Reproduce every one of the records below word for word, leaving out the pictures.

[Rows from an object pointing dataset]
* Begin *

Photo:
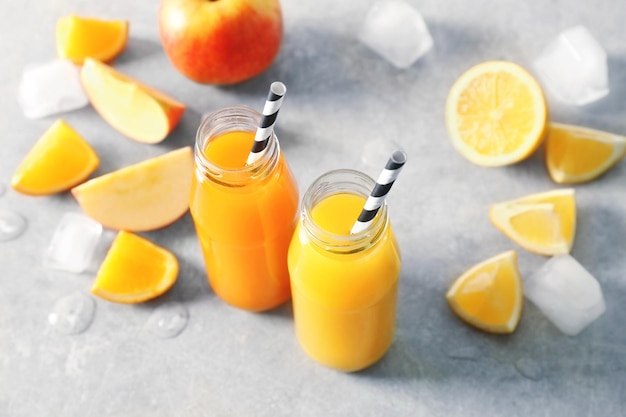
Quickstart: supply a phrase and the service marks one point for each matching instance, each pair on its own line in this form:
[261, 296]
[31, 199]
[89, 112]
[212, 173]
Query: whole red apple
[220, 41]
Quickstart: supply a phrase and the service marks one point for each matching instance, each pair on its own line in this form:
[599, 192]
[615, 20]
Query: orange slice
[58, 161]
[80, 37]
[496, 114]
[489, 295]
[144, 196]
[136, 110]
[135, 270]
[543, 223]
[576, 154]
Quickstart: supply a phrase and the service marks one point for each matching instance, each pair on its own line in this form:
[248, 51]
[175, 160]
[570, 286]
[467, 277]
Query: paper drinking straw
[377, 197]
[268, 119]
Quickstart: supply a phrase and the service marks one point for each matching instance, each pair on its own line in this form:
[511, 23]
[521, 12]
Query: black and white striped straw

* End *

(RESPONSE)
Photo:
Quickstart: supply a phrase and the service marks one point for each matching instance, each pair on its own line in this form:
[261, 296]
[31, 199]
[89, 112]
[212, 173]
Query: whole red apple
[220, 41]
Quickstart: supply a phrase and the service marks one point for each matching instance, each pair on its own line in this form:
[599, 192]
[615, 20]
Query: orange slice
[58, 161]
[80, 37]
[496, 114]
[489, 295]
[144, 196]
[136, 110]
[135, 270]
[543, 223]
[576, 154]
Quickstart: supply a phrase and the service marks one point for each matching instance, each pair on its own line in this form:
[248, 51]
[175, 160]
[570, 286]
[467, 277]
Query: paper drinking straw
[377, 197]
[268, 119]
Quickstart: supply a phrase and the service marks one point for each matching instance, each pair on its own line in this form:
[511, 23]
[521, 12]
Query: black and white striped straw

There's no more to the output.